▸ EXERCISE PROMPT: Copy out every record precisely.

[DATA SUPPLIED Boundary: Start]

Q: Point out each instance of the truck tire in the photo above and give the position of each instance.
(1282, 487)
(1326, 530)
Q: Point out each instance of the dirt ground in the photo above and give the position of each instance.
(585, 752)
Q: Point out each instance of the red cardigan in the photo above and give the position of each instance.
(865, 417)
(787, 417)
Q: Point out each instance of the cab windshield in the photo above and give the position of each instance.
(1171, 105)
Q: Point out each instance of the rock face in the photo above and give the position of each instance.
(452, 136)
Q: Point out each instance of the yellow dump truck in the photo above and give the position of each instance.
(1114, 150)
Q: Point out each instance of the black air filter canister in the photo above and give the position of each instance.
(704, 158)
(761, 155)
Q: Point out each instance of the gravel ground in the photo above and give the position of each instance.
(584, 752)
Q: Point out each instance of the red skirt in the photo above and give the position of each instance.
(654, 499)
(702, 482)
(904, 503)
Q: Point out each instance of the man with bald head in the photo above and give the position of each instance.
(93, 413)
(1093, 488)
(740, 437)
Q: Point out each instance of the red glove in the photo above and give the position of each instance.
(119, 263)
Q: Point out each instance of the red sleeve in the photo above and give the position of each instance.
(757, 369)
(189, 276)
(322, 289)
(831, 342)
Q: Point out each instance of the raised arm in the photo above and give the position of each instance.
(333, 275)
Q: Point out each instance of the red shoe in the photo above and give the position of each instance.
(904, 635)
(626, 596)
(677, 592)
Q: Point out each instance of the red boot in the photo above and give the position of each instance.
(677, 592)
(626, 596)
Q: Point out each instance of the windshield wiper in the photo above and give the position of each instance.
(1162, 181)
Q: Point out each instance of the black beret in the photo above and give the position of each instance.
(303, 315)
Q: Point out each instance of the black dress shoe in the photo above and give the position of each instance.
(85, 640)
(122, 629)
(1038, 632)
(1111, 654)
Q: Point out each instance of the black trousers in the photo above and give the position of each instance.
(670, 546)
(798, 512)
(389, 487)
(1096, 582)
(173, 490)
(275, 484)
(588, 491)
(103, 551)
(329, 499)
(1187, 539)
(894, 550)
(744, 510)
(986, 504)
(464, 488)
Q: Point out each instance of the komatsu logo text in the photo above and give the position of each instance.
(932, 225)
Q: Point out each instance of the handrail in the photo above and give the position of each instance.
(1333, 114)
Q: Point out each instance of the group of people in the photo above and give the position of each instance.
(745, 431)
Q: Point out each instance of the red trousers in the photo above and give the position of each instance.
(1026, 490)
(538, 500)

[DATA SUPPLIED Boundary: End]

▸ YOUR SOLUTION:
Q: Point out each instance of the truck tire in the photo above and give the position of each instance.
(1282, 487)
(1326, 530)
Q: Point out each instance of the dirt ground in the photo above and give the position of each instance.
(585, 752)
Q: Point out each instance of the red cardigan in the photo above and give the position of each instance.
(865, 417)
(787, 417)
Q: Point out each instance of the cab windshield in the photo above and give the position of each instance.
(1171, 105)
Q: Point out each instance of the rock face in the photo above and give the position of each instance.
(452, 136)
Q: Point out each instance of the yellow dump truck in the photo above and give the position of each instance.
(1114, 150)
Q: Point out each instance of the black air filter canister in the photo above and give the position of each instance.
(704, 158)
(761, 155)
Q: Point out each instance of the gravel ground in the photo above and give the position of each instance.
(584, 752)
Q: Point out each instance of the red skirt in the photo above and give the position of each instance.
(654, 499)
(702, 482)
(904, 503)
Q: Point out each instance of the man with bald head in the photo above and give the position of each instance.
(93, 413)
(1093, 488)
(740, 437)
Q: Point out each instance of the red glove in the photo above and give the position of each instance.
(119, 263)
Q: Point out each instance of the red sleeve in the photo above and give the position of each instance.
(757, 369)
(189, 276)
(322, 289)
(831, 342)
Q: Point out each instance of the raised arm in the photo above and give the position of each instance.
(333, 275)
Q: Point out each instance of the red shoe in the photo above and give the position of each instance.
(904, 635)
(626, 596)
(677, 592)
Q: Point out each instance of the red boot in the photo above and give the position of each instance.
(677, 592)
(626, 596)
Q: Point out each instance of the windshield wiper in the photo above and give the position of each instance.
(1162, 181)
Q: Point out each instance of the black beret in the photo above and give the position of each instance.
(303, 315)
Q: Point out each instance of the black dress shoe in the photo above and give the position of each instance.
(85, 640)
(122, 629)
(1038, 632)
(1111, 654)
Q: Point out each instance of the black trousers in the photo above and give the position of each instance.
(670, 546)
(798, 512)
(389, 487)
(1096, 582)
(173, 490)
(275, 484)
(588, 491)
(103, 551)
(329, 499)
(1187, 539)
(894, 550)
(744, 510)
(986, 504)
(464, 488)
Q: Point out each instance of the komatsu logo text in the photo above and give the position of each instance.
(932, 225)
Q: Point out each instance of the handrail in the photo above and give the position of each instance.
(1333, 114)
Q: Point out each instance of the group of people in the photo above and give the position of each instance.
(745, 431)
Q: Point out each instance of the red trousers in the photo above and give the position of each instance.
(1026, 490)
(538, 500)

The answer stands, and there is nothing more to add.